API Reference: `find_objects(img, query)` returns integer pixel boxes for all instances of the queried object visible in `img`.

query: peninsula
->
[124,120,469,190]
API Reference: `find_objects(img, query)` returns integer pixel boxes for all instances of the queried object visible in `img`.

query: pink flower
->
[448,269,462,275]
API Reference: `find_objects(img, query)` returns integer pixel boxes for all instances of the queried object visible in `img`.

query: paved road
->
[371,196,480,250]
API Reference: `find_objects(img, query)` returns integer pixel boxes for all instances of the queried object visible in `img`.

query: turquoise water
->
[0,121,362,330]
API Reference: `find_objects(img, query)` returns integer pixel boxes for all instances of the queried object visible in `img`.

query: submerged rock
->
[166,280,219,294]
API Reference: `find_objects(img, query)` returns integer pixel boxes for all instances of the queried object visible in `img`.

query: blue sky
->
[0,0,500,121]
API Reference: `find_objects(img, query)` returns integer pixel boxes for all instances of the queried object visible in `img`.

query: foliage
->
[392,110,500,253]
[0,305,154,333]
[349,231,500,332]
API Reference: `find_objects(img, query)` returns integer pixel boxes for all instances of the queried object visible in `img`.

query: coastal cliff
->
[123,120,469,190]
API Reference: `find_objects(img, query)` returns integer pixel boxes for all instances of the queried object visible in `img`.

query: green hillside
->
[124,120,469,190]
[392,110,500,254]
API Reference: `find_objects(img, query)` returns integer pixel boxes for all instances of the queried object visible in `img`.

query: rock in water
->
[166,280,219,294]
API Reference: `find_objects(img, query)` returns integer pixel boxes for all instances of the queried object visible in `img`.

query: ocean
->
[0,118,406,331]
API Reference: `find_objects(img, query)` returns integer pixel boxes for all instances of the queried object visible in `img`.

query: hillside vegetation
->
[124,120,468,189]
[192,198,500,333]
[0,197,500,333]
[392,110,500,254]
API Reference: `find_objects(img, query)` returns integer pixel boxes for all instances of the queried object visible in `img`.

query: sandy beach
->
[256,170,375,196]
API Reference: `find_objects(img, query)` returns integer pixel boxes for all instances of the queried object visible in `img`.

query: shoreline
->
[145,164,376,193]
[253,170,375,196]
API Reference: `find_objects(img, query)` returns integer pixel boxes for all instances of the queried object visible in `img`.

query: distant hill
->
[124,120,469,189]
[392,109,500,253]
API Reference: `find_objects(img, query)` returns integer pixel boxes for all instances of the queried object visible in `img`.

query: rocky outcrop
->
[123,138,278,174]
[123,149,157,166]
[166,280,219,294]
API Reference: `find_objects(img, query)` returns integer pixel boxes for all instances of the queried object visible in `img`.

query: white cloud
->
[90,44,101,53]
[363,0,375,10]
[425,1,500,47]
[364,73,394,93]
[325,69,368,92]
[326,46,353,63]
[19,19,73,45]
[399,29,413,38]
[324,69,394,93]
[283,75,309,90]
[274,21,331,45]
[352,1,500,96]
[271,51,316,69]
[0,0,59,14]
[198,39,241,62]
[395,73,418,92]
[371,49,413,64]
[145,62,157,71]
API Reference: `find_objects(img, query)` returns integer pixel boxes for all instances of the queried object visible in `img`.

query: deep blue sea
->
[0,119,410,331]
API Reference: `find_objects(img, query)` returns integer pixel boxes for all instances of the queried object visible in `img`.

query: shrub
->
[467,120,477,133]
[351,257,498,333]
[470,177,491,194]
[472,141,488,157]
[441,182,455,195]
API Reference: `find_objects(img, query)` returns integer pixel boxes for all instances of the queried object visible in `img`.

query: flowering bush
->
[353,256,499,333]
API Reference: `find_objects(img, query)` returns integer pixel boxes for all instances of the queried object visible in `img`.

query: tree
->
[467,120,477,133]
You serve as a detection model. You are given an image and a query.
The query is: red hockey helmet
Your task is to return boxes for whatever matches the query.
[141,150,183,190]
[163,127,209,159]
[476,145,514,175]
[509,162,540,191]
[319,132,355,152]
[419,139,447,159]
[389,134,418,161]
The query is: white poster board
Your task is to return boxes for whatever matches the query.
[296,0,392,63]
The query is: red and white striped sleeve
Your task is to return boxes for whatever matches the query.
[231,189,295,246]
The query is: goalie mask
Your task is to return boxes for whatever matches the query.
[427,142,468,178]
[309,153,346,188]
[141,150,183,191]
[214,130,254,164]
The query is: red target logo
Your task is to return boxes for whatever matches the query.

-=-=-

**Stated exercise:** Rewrite the rows from the start through the line containing "[123,120,469,190]", changing "turquoise water" to "teal water" and leaving everything else the same.

**Reply to the exercise:**
API Reference: `find_objects(img, query)` returns integer pixel boxes for all instances of the queried object visible in `img`.

query: peninsula
->
[124,120,469,190]
API Reference: `find_objects(img, query)` returns integer pixel boxes for all instances of the queried object visible in `img`.

query: pink flower
->
[448,269,462,275]
API Reference: `find_objects(img, query)` returns integer pixel boxes for all instances of the queried object visible in `img`.

query: paved road
->
[371,196,480,250]
API Reference: `find_objects(img, query)` returns integer pixel boxes for all instances of the queried object visible in `img`.

query: teal water
->
[0,121,362,330]
API Reference: `find_objects(img, query)` returns integer pixel boxes for all instances of the queried object visible in `img`.

query: submerged rock
->
[166,280,219,294]
API Reference: `find_objects(img, query)` returns integer pixel boxes for all instances of the queried object visible in `img`.

query: blue sky
->
[0,0,500,121]
API Reference: `find_objects(img, query)` returns integer pixel boxes for all instances of the queried object visible in `img`.

query: foliage
->
[392,110,500,253]
[0,305,154,333]
[349,231,500,332]
API Reference: `find_objects(img, query)` returns integer pixel boxes for all instances of the queried object visible in `img`.

query: coastal cliff
->
[123,120,469,190]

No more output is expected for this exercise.